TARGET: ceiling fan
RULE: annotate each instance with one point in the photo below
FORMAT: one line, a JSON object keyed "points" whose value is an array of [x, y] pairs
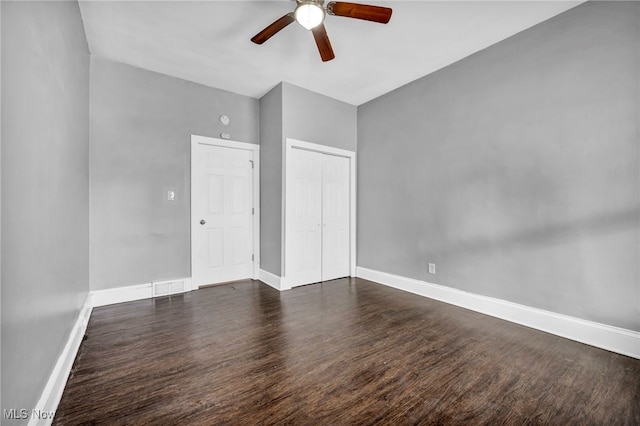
{"points": [[311, 13]]}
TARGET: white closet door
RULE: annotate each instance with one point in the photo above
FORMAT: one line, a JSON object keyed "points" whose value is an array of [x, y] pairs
{"points": [[304, 218], [335, 217], [223, 228]]}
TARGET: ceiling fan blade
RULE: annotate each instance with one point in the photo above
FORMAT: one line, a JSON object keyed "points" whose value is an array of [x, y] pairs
{"points": [[323, 43], [360, 11], [273, 29]]}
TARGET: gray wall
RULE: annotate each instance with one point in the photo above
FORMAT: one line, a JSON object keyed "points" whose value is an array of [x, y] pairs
{"points": [[289, 111], [515, 170], [141, 123], [271, 180], [311, 117], [45, 190]]}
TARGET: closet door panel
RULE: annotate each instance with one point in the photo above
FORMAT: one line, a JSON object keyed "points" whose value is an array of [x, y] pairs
{"points": [[303, 263], [335, 217]]}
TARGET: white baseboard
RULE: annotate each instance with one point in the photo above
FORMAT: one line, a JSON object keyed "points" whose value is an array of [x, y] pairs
{"points": [[52, 393], [615, 339], [111, 296], [271, 279]]}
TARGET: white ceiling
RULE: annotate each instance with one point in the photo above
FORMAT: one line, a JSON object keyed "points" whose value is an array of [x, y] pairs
{"points": [[208, 42]]}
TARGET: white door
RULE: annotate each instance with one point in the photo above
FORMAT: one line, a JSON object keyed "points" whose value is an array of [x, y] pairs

——

● **PROBLEM REQUIREMENTS**
Copy all of the data above word for word, line by line, and leave out the picture.

● **TASK RESULT**
TARGET: ceiling fan
RULE: annotate each instance with one point in the photo below
FORMAT: one line, a JSON object keyed "points" whose value is an array of [x, y] pairs
{"points": [[311, 13]]}
TARGET: white closet door
RULE: annotate each instance with one point in the photo above
FORMAT: one line, a JSON object keyed "points" whose value is an array of [x, y] pairs
{"points": [[304, 218], [335, 217], [223, 228]]}
TARGET: ceiling fan blade
RULE: annotate each instance with one point in the photo above
FORMAT: one line, a JSON object keyed "points" whose value is an array of [x, y] pairs
{"points": [[323, 43], [360, 11], [273, 29]]}
TARGET: gray wall
RULE: annotate each instance with one point in the photo above
FORMAT: one line, a JSON object keyed "points" whose value is an array of [x, y] pairs
{"points": [[289, 111], [515, 170], [141, 123], [271, 180], [311, 117], [45, 190]]}
TARGET: closet door panel
RULE: annotate each instance with one point in the photo above
FORMAT: one line, a JSON object keyed "points" whose value is an array of [x, y] pairs
{"points": [[303, 263], [335, 217]]}
TARGET: white baseboard
RULE: annotate each instance with one point in the photo above
FORMAT: one line, a JSON object keyed "points" whose value is an array of [x, y] pairs
{"points": [[52, 393], [615, 339], [111, 296], [271, 279]]}
TARGET: white ceiling
RULE: annotate each instance with one point in the photo above
FORMAT: one line, a JSON object keyed "points" whose value is an array of [x, y] pairs
{"points": [[208, 42]]}
TARGET: white door
RULE: annotate each instance with one point in the photo above
FORMAT: one line, a JSON object keyed "points" whose value is an array of [x, y] pairs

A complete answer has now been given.